===== ENTRIES PROVIDED

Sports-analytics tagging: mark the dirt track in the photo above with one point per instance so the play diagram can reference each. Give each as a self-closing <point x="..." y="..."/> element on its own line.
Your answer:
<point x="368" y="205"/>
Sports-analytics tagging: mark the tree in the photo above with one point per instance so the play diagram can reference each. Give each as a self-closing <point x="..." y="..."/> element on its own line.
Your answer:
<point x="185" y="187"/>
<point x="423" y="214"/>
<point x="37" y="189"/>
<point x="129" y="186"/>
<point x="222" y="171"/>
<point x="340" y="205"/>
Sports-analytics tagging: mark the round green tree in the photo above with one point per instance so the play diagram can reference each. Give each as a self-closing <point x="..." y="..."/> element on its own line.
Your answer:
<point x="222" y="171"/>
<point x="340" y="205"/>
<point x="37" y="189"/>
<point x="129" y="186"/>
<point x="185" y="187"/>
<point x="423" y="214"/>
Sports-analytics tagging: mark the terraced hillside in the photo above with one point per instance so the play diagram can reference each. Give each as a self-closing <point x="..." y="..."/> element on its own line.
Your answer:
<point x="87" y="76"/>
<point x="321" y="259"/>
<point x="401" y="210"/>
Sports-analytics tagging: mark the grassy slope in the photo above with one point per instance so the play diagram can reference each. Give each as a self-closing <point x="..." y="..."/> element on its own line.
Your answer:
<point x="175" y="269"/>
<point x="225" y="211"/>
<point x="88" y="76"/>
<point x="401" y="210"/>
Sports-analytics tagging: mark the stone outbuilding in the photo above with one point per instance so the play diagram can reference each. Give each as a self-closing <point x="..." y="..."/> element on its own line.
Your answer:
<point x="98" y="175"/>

==========

Convert all the rows above into a numbered list with one line per item, and drop any blank lines.

> [SOLUTION FOR THIS TASK]
1. Sports-analytics tagging: mark the dirt track in the photo above with one point per instance so the play diagram can reference each. Give each as a self-closing <point x="..." y="..."/> element on its own line.
2. Your answer:
3. <point x="368" y="205"/>
4. Sports-analytics tagging: mark the tree in the photo above with one point per instance so the play diagram can reference each. Give each as a self-closing <point x="..." y="..."/> element on its own line.
5. Your answer:
6. <point x="185" y="187"/>
7. <point x="423" y="214"/>
8. <point x="37" y="189"/>
9. <point x="129" y="186"/>
10. <point x="222" y="171"/>
11. <point x="340" y="205"/>
12. Sports-analytics tagging: mark the round green tree in the photo above with one point per instance so the play diagram can reference each. Give each as a self-closing <point x="..." y="..."/> element on its own line.
13. Your answer:
14. <point x="222" y="171"/>
15. <point x="340" y="205"/>
16. <point x="37" y="189"/>
17. <point x="129" y="186"/>
18. <point x="185" y="187"/>
19. <point x="423" y="214"/>
20. Sports-analytics tagging: mark the terraced hillside in the photo above with one point per instance so the play diagram can reference each. Give each as a self-closing <point x="..." y="..."/> element on its own line.
21. Your answer:
22. <point x="87" y="76"/>
23. <point x="321" y="259"/>
24. <point x="401" y="210"/>
25. Sports-analytics tagging: mark the grassy slope in the photo above with one point per instance so the play diagram can reference each. Give each as a self-closing <point x="..." y="..."/> element on its own line.
26. Your answer:
27. <point x="175" y="269"/>
28. <point x="225" y="211"/>
29. <point x="88" y="76"/>
30. <point x="401" y="210"/>
31. Sports-analytics tagging: mark the stone outbuilding in the photo above with one point per instance so the play diagram can reference each. Give each as a self-closing <point x="..." y="..."/> element on its own line.
32. Your answer:
33. <point x="98" y="175"/>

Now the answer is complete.